As discussed in the < ohm's law section link>, in an electrical circuit, voltage (measured in volts and denoted by the letter V) equals current (measured in amps and denoted by the letter I) multiplied by the resistance (measured in ohms and denoted by the letter R) present in the circuit. This is represented by the following formula.

  V = IR  or  E = IR

(Voltage is sometimes denoted by the letter “E”, which stands for electro-motive force)

An electrical circuit may include many resistors. The way these resistors impact the circuit depends on the way they’re arranged in the circuit. Resistors may be arranged in series or in parallel with the voltage supply source. Refer to the example below.

File:Wiki circuit diagram.jpeg

Figure 1 represents an electrical circuit with two resistors in a series arrangement. For current to complete the electrical circuit it must flow from the voltage source (B1) and pass through both resistor 1 (R1) and resistor 2 (R2) and then back to B1.

The total resistance in the circuit is simply the sum of the two resistor values (measured in ohms, denoted by the Greek letter Ω). Therefore, in figure 1, the total circuit resistance (RT) is R1 + R2, which equals 100Ω.

Entries from a dataset:

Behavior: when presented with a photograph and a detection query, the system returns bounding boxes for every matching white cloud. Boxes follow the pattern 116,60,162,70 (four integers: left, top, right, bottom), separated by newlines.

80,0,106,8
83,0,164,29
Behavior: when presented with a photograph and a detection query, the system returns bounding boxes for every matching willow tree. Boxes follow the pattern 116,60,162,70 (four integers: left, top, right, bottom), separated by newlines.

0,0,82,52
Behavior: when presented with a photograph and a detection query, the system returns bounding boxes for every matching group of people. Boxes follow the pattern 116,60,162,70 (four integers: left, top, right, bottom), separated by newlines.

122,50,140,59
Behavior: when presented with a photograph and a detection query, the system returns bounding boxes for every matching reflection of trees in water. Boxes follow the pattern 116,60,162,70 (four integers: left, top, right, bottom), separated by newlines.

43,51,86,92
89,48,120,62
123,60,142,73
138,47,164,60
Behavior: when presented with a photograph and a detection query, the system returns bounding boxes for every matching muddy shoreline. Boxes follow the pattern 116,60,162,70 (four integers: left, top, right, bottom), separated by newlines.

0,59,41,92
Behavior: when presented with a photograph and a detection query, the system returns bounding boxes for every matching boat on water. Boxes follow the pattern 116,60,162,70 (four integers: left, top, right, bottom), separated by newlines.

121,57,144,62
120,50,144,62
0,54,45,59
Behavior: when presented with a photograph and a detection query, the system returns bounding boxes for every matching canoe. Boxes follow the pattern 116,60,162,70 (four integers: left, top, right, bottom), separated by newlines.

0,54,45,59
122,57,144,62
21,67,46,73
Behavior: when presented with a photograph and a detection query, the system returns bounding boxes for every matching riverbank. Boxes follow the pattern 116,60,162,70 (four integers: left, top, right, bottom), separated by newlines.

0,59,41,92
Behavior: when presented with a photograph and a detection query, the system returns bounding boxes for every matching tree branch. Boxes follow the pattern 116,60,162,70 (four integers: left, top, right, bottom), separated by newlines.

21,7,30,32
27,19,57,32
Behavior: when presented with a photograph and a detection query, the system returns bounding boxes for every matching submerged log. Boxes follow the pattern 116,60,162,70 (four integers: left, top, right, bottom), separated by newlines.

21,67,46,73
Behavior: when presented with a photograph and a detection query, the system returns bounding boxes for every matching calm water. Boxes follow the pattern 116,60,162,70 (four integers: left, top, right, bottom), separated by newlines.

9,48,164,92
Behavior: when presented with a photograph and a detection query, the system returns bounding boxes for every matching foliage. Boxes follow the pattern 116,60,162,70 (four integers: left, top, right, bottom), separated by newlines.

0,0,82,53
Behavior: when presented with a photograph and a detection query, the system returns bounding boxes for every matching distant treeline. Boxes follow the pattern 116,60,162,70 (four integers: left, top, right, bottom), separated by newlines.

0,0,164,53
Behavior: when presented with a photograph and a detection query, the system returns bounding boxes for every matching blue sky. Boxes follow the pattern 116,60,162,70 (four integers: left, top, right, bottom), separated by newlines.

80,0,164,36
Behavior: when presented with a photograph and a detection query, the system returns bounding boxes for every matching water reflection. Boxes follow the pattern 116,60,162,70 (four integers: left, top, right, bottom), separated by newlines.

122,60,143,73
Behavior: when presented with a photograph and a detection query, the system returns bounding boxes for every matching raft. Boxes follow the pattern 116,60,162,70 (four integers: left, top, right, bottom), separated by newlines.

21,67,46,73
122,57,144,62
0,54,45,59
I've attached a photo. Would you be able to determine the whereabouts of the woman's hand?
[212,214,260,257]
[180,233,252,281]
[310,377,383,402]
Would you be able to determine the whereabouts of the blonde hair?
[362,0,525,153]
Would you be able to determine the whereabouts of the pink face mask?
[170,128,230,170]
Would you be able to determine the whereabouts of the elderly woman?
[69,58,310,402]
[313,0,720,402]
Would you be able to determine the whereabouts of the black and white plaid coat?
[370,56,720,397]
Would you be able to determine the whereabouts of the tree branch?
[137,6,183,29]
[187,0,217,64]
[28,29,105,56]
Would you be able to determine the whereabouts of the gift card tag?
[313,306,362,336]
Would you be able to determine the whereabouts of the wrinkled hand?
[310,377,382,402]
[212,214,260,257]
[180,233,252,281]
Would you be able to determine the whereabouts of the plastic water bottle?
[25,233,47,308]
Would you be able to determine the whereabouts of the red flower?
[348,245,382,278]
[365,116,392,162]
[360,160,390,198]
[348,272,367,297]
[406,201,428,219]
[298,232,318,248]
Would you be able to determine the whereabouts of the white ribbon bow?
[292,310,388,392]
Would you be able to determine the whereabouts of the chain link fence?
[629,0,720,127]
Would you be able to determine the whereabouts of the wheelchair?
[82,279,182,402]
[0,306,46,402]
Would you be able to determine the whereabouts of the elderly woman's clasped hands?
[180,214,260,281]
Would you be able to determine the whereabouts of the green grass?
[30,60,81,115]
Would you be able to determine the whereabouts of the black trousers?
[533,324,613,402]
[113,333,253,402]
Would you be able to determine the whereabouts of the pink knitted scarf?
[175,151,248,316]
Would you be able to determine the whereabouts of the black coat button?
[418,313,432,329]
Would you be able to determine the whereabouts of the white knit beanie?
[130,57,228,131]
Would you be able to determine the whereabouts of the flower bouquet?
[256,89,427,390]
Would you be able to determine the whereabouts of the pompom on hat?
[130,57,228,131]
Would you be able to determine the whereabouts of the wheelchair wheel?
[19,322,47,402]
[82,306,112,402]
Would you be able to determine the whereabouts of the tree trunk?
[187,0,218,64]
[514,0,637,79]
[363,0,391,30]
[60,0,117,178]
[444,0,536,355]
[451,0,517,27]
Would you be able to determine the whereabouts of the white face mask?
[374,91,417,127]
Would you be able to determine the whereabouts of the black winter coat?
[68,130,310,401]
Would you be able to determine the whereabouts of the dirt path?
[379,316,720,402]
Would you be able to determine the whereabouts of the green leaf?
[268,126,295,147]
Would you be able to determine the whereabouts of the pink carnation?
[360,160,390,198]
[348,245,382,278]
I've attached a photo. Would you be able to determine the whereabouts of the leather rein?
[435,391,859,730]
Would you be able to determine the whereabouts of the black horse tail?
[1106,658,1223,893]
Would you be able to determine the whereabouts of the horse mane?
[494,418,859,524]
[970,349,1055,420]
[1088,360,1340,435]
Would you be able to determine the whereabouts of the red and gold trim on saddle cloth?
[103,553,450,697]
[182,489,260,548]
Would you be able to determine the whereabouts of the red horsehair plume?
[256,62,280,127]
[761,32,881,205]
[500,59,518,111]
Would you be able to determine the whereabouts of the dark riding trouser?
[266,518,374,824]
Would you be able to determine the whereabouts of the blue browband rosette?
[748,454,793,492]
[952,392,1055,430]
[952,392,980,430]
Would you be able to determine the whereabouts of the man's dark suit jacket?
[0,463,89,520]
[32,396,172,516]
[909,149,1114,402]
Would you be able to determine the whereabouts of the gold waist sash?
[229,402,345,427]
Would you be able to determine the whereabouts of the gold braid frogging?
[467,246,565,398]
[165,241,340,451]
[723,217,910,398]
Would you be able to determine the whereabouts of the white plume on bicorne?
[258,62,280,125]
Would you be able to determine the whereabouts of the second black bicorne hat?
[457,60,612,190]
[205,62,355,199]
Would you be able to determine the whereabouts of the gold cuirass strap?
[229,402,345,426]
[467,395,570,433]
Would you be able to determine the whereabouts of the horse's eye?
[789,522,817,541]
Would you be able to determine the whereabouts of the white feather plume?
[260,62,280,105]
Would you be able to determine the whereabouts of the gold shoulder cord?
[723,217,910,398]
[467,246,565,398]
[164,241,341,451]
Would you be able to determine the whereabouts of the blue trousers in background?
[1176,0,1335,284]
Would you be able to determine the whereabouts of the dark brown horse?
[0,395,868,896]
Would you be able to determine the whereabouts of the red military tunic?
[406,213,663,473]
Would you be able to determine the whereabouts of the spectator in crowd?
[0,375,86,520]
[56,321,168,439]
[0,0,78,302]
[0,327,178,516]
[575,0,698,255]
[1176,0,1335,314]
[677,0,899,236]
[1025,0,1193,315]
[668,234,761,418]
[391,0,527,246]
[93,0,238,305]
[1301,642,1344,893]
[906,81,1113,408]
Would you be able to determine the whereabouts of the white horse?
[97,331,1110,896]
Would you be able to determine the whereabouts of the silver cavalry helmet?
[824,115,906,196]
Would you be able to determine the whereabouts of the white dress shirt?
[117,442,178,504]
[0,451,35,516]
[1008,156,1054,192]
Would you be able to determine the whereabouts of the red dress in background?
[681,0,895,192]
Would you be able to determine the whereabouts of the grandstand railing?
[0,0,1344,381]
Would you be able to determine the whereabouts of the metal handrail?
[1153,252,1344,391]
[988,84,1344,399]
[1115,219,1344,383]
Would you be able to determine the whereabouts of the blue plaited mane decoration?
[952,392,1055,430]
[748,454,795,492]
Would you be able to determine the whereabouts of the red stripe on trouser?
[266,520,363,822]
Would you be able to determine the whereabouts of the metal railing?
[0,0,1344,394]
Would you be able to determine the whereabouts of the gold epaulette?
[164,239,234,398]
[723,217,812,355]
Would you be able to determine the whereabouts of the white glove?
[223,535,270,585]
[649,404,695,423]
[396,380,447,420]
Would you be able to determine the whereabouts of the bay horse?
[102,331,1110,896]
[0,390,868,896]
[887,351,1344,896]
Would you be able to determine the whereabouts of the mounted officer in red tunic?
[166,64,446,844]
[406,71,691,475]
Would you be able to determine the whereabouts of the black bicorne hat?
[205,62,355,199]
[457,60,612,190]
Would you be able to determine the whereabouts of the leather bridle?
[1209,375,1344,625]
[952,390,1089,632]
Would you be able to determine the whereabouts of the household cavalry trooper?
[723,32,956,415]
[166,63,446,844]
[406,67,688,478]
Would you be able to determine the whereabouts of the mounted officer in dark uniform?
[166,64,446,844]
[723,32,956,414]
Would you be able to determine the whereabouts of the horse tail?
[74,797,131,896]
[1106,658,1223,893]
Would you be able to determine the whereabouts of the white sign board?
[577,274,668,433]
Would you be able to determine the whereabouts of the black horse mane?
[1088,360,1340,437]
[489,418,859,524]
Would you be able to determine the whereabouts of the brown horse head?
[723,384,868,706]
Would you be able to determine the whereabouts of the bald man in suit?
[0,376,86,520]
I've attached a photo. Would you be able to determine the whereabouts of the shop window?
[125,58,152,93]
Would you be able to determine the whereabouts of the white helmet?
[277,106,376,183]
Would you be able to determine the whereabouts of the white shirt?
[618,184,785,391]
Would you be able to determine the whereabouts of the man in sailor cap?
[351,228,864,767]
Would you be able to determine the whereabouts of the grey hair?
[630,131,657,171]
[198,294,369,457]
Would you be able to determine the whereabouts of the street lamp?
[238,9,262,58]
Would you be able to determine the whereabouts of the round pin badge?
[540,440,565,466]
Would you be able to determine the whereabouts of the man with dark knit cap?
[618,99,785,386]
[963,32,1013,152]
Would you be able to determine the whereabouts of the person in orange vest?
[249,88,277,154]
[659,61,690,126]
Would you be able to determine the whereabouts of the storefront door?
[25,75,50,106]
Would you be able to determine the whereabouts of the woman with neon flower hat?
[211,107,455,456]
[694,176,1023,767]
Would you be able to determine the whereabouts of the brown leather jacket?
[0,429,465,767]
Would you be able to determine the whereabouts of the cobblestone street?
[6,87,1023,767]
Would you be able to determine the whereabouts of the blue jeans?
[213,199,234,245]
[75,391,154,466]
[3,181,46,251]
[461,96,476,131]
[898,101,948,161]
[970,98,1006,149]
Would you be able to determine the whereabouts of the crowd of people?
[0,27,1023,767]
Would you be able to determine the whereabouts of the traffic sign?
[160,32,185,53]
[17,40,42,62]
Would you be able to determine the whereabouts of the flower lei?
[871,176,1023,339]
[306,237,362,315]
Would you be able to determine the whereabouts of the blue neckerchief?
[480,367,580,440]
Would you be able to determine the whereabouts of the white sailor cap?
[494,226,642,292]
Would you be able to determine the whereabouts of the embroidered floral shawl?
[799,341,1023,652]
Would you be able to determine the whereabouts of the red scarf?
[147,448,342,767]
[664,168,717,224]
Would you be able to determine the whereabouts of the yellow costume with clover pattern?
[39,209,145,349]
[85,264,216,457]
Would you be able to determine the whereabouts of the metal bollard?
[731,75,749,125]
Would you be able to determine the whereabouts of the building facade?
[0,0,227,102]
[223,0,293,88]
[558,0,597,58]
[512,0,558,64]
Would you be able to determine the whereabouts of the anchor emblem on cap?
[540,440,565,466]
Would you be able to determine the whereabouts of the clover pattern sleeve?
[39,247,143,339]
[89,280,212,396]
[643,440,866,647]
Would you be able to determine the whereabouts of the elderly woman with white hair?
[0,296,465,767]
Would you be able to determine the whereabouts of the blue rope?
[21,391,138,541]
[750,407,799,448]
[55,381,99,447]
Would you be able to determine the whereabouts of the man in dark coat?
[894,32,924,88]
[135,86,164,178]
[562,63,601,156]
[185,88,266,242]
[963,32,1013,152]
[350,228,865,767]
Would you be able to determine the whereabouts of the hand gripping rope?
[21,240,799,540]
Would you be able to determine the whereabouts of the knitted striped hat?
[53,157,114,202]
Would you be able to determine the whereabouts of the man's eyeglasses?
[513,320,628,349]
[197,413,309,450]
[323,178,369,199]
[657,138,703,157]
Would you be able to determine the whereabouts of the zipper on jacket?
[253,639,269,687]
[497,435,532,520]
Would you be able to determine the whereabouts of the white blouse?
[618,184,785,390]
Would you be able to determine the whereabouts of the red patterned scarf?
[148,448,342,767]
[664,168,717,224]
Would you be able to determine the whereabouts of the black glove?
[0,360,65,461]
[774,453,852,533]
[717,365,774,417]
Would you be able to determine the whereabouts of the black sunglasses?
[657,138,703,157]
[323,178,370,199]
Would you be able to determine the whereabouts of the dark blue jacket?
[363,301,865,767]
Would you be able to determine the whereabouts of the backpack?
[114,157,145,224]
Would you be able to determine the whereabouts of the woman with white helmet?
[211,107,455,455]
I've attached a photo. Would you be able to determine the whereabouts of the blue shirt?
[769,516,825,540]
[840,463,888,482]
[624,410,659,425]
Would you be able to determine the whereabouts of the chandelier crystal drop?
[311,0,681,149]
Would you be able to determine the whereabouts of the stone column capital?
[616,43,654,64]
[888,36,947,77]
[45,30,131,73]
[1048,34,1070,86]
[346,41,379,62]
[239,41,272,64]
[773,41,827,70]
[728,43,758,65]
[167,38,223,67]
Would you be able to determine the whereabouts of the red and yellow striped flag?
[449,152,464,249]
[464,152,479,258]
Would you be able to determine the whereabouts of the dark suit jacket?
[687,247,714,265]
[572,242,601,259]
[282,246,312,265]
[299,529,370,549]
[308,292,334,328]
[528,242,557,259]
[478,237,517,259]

TASKS TO COMPLETE:
A. List every unit of measurement named in the circuit passage, along with the quantity each unit measures.
B. Does each statement agree with the circuit passage? Give yes or no for each, followed by the words from the circuit passage that decide it.
(i) The letter E, used for voltage, stands for electro-motive force.
(ii) Figure 1 shows two resistors arranged in parallel.
(iii) The total circuit resistance in figure 1 equals 100Ω.

RESPONSES FOR EACH TASK:
A.
- Volts: voltage
- Amps: current
- Ohms: resistance

B.
(i) Yes: "Voltage is sometimes denoted by the letter “E”, which stands for electro-motive force"
(ii) No: "Figure 1 represents an electrical circuit with two resistors in a series arrangement."
(iii) Yes: "the total circuit resistance (RT) is R1 + R2, which equals 100Ω"